WHAT YOU NEED TO DO> Your answer must be an exact repetition of every record.
BEGIN INPUT FOR THIS TASK
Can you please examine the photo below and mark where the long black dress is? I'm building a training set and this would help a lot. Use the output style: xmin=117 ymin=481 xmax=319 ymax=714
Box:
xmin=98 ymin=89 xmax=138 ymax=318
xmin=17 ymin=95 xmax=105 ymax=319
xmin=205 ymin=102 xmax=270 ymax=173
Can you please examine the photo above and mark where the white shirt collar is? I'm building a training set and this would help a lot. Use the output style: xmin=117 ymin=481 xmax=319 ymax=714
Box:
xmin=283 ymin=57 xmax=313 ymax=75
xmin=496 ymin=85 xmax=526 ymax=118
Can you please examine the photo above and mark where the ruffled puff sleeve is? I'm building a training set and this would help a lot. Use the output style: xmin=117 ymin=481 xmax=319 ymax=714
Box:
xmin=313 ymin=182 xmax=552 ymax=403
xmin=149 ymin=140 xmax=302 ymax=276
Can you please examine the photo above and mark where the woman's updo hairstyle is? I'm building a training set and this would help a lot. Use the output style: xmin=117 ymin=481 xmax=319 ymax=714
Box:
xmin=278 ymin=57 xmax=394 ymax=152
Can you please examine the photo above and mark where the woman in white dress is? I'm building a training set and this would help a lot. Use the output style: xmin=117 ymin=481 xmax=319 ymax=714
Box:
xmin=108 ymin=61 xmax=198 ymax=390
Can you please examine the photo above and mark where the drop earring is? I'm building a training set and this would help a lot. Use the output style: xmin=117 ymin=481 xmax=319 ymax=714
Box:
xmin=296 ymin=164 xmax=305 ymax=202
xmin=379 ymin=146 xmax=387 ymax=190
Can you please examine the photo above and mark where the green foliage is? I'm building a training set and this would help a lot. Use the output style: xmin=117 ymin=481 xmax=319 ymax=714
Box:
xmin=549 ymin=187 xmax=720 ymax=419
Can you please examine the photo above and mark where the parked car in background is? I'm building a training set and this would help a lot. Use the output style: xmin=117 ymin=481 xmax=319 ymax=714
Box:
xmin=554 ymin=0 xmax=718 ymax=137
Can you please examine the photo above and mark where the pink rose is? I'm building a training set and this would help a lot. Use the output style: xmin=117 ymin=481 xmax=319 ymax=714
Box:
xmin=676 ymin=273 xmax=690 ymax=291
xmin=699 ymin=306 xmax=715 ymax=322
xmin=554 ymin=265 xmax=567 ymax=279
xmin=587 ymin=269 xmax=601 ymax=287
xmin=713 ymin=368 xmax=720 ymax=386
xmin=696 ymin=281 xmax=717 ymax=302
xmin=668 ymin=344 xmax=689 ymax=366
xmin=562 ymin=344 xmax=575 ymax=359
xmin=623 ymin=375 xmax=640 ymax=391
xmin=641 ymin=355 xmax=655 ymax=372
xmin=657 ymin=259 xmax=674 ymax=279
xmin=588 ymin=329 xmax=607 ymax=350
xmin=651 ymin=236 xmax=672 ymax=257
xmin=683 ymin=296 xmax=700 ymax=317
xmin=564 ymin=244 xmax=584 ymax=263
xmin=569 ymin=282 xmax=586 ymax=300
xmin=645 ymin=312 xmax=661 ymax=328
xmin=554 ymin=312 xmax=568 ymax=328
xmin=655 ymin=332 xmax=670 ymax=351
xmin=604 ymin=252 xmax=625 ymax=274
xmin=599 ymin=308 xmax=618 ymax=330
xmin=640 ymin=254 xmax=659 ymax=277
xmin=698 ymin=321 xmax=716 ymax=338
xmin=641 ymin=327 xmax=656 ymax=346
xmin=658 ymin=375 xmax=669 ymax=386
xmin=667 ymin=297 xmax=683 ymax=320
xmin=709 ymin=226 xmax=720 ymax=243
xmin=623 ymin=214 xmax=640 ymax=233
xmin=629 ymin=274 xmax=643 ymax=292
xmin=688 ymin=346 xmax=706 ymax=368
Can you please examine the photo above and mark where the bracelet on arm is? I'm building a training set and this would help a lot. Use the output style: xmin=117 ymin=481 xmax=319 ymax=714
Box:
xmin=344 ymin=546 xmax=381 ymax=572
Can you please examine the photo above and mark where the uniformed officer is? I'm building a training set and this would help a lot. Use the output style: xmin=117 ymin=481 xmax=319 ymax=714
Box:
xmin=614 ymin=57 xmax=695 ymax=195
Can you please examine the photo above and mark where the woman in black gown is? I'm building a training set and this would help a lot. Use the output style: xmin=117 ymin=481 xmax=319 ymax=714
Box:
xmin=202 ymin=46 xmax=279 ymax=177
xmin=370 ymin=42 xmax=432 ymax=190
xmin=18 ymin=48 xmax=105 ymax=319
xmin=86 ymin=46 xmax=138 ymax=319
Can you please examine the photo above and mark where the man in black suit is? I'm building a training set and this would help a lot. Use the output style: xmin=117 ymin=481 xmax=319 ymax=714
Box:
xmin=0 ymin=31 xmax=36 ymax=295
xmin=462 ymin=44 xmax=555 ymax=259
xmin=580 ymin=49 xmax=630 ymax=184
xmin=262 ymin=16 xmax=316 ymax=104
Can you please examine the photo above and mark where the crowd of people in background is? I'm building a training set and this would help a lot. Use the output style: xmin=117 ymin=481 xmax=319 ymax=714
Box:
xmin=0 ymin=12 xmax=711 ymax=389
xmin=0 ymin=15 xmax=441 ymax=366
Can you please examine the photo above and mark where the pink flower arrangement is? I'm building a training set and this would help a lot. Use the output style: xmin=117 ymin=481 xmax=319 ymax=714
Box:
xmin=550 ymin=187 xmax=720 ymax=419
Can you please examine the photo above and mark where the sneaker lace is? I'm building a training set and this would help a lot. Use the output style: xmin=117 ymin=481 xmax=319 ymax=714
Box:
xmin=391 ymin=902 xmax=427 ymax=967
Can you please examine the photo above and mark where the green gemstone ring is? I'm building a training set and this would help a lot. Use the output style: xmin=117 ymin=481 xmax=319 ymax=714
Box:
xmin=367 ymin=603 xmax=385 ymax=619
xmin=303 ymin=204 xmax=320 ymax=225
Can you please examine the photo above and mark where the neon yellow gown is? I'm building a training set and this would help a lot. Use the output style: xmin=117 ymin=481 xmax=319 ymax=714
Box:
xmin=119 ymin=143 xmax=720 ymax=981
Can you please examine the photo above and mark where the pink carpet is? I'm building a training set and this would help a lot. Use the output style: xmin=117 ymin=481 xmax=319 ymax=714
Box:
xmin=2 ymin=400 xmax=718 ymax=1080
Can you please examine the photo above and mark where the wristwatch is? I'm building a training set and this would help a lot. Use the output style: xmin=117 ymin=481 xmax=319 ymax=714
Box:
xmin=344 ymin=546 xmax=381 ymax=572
END INPUT FOR THIS TASK
WRITTEN SOLUTION>
Can you please examine the photo below and mark where the long black dress is? I'm building a training set and this would help a lot. Use the output style: xmin=117 ymin=481 xmax=319 ymax=714
Box:
xmin=98 ymin=89 xmax=138 ymax=318
xmin=17 ymin=95 xmax=105 ymax=319
xmin=205 ymin=102 xmax=270 ymax=173
Can you please examine the photo above and mark where the white shirt collar is? I'm building a training set and this would help a lot. Use the output style: xmin=117 ymin=481 xmax=319 ymax=714
Box:
xmin=283 ymin=57 xmax=313 ymax=75
xmin=496 ymin=85 xmax=526 ymax=118
Can you please examine the photo above and mark where the ruffled puff sleeve is? I'm building a training set and this would help a lot. Use the output style: xmin=117 ymin=481 xmax=319 ymax=714
Box:
xmin=313 ymin=182 xmax=552 ymax=403
xmin=149 ymin=140 xmax=302 ymax=276
Can you please examine the photo above and mark where the woman's updo hairstyle is? I'm building a training set and this would help a lot. Use the output style: xmin=117 ymin=481 xmax=319 ymax=714
Box:
xmin=278 ymin=57 xmax=394 ymax=152
Can you please examine the photo above and mark where the woman in white dress is? I'm building a training set and this would help a lot. Use the output style: xmin=117 ymin=481 xmax=319 ymax=714
Box:
xmin=108 ymin=61 xmax=198 ymax=390
Can you please examine the photo above and mark where the drop earring is? I'm building a training set and this would help a lot. Use the output style: xmin=117 ymin=481 xmax=319 ymax=714
Box:
xmin=296 ymin=164 xmax=305 ymax=202
xmin=379 ymin=146 xmax=387 ymax=190
Can you please examine the photo above and mark where the green foliage is? I'm building a training set and this would help a lot. Use the output style: xmin=117 ymin=481 xmax=319 ymax=714
Box:
xmin=549 ymin=187 xmax=720 ymax=419
Can you please examine the photo above and mark where the parked car in background is? I'm building a training set and this would help a lot. Use the output style: xmin=117 ymin=481 xmax=319 ymax=714
Box:
xmin=554 ymin=0 xmax=718 ymax=137
Can you please examine the photo above and mark where the pink rose is? I'm building a training set and this would help a lot. Use the output style: xmin=117 ymin=481 xmax=319 ymax=714
Box:
xmin=676 ymin=273 xmax=690 ymax=291
xmin=699 ymin=306 xmax=715 ymax=322
xmin=554 ymin=265 xmax=567 ymax=279
xmin=587 ymin=269 xmax=601 ymax=287
xmin=713 ymin=368 xmax=720 ymax=386
xmin=696 ymin=281 xmax=717 ymax=302
xmin=668 ymin=344 xmax=689 ymax=366
xmin=562 ymin=344 xmax=575 ymax=359
xmin=623 ymin=375 xmax=640 ymax=391
xmin=641 ymin=355 xmax=655 ymax=372
xmin=657 ymin=259 xmax=674 ymax=279
xmin=588 ymin=329 xmax=607 ymax=350
xmin=651 ymin=236 xmax=672 ymax=257
xmin=683 ymin=296 xmax=700 ymax=317
xmin=564 ymin=244 xmax=584 ymax=263
xmin=569 ymin=282 xmax=586 ymax=300
xmin=645 ymin=312 xmax=661 ymax=328
xmin=554 ymin=312 xmax=568 ymax=328
xmin=655 ymin=332 xmax=670 ymax=351
xmin=604 ymin=252 xmax=625 ymax=274
xmin=599 ymin=308 xmax=618 ymax=330
xmin=640 ymin=254 xmax=659 ymax=277
xmin=698 ymin=321 xmax=716 ymax=338
xmin=641 ymin=327 xmax=656 ymax=346
xmin=658 ymin=375 xmax=669 ymax=386
xmin=667 ymin=297 xmax=683 ymax=320
xmin=709 ymin=226 xmax=720 ymax=243
xmin=623 ymin=214 xmax=640 ymax=233
xmin=629 ymin=274 xmax=643 ymax=292
xmin=688 ymin=346 xmax=706 ymax=368
Can you please examine the photo above and mark where the bracelet on arm is? I'm building a training set and this would help a lot. Use the output style: xmin=117 ymin=481 xmax=319 ymax=714
Box:
xmin=344 ymin=546 xmax=381 ymax=572
Can you please examine the photo above and mark where the uniformed officer is? I'm building a training set and this would help a lot. Use the output style: xmin=117 ymin=481 xmax=319 ymax=714
Box:
xmin=614 ymin=57 xmax=695 ymax=195
Can you please examine the photo above and mark where the woman in black gown is? I'm building a training set and this would help a lot. Use the output style: xmin=117 ymin=481 xmax=319 ymax=714
Box:
xmin=202 ymin=46 xmax=279 ymax=177
xmin=370 ymin=42 xmax=432 ymax=190
xmin=18 ymin=48 xmax=105 ymax=319
xmin=86 ymin=46 xmax=138 ymax=319
Can you please examine the photo above and mark where the man in black suit is? I'm building a training set and this would help a lot. Use the output style: xmin=117 ymin=481 xmax=319 ymax=714
Box:
xmin=0 ymin=31 xmax=36 ymax=295
xmin=462 ymin=44 xmax=555 ymax=259
xmin=580 ymin=49 xmax=630 ymax=184
xmin=262 ymin=16 xmax=316 ymax=104
Can you please examine the photo above and mark where the crowd of people in background is? I'm building a training set and this would help a lot. Use the output style: xmin=117 ymin=481 xmax=319 ymax=714
Box:
xmin=0 ymin=12 xmax=711 ymax=389
xmin=0 ymin=15 xmax=441 ymax=366
Can you please examine the photo above and mark where the pink flower arrangement is? I'm building a training set and this would help a lot. Use the output style: xmin=117 ymin=481 xmax=319 ymax=714
Box:
xmin=550 ymin=187 xmax=720 ymax=419
Can you please examine the photo above and mark where the sneaker lace is? I'm building a training set and this would help a lot. Use the output style: xmin=117 ymin=481 xmax=319 ymax=714
Box:
xmin=391 ymin=902 xmax=427 ymax=967
Can you please examine the photo above and mark where the green gemstone ring is? I'm building a training set and this would help a lot. Use the output style: xmin=117 ymin=481 xmax=319 ymax=714
Box:
xmin=367 ymin=603 xmax=385 ymax=619
xmin=303 ymin=204 xmax=320 ymax=225
Can you please examine the photo above and mark where the neon yellow gown is? I'm building a training set and this would help a lot. Use the output style: xmin=117 ymin=481 xmax=319 ymax=714
Box:
xmin=119 ymin=143 xmax=720 ymax=981
Can you please examine the photo above and mark where the pink carpet is? I'm building a training set and this would help a lot. Use the output style: xmin=117 ymin=481 xmax=319 ymax=714
Box:
xmin=2 ymin=400 xmax=718 ymax=1080
Can you please examine the photo above and mark where the wristwatch is? I'm building a training set and this would help a lot. Use the output style: xmin=117 ymin=481 xmax=319 ymax=714
Box:
xmin=344 ymin=546 xmax=381 ymax=572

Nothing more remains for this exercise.